Raw data -
═══

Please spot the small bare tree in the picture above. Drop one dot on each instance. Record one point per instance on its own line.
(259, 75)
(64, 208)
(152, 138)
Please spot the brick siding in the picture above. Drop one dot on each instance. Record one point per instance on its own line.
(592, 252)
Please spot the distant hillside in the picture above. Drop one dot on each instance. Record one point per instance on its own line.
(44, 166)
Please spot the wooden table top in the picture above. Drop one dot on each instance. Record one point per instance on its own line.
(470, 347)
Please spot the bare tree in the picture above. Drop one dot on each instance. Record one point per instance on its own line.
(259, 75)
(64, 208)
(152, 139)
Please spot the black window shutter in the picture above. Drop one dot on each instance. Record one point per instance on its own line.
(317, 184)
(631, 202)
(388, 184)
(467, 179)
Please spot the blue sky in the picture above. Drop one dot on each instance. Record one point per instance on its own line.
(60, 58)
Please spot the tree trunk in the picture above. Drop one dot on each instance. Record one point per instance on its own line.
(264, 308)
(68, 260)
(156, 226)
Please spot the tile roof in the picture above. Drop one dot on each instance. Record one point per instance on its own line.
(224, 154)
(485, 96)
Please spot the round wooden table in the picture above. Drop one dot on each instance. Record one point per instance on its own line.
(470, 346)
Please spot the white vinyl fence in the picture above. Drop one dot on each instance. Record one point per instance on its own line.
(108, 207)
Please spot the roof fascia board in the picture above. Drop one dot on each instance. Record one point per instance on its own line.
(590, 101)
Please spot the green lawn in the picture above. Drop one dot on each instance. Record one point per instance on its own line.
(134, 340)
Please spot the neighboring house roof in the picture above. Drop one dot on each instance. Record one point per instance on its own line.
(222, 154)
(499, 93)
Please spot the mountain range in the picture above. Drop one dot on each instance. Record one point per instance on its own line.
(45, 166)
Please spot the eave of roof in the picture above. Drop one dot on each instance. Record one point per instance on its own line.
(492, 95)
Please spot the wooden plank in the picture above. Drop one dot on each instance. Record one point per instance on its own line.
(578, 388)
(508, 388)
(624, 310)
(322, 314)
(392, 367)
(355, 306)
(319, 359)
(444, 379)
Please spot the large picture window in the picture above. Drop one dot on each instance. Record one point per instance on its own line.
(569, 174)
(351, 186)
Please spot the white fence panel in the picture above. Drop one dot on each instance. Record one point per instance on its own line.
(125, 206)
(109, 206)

═══

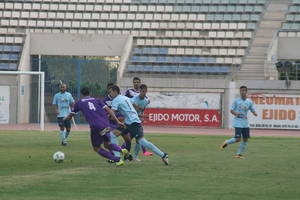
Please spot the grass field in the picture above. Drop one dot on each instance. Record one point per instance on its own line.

═══

What the task asks - Please gather every line from the entries above that contains the string "tree". Only matches with the same capitalization count.

Solution to this task -
Please spot the small bare tree in the picture above. Drop one dot on each instance. Record one point per instance on its own line.
Please spot the bare tree in the picture above. Drop one dot on each instance. Record one point per instance on its own line.
Please spot the tree trunk in the picture above. Drop one dot on each instance. Record one point per instance on its own line.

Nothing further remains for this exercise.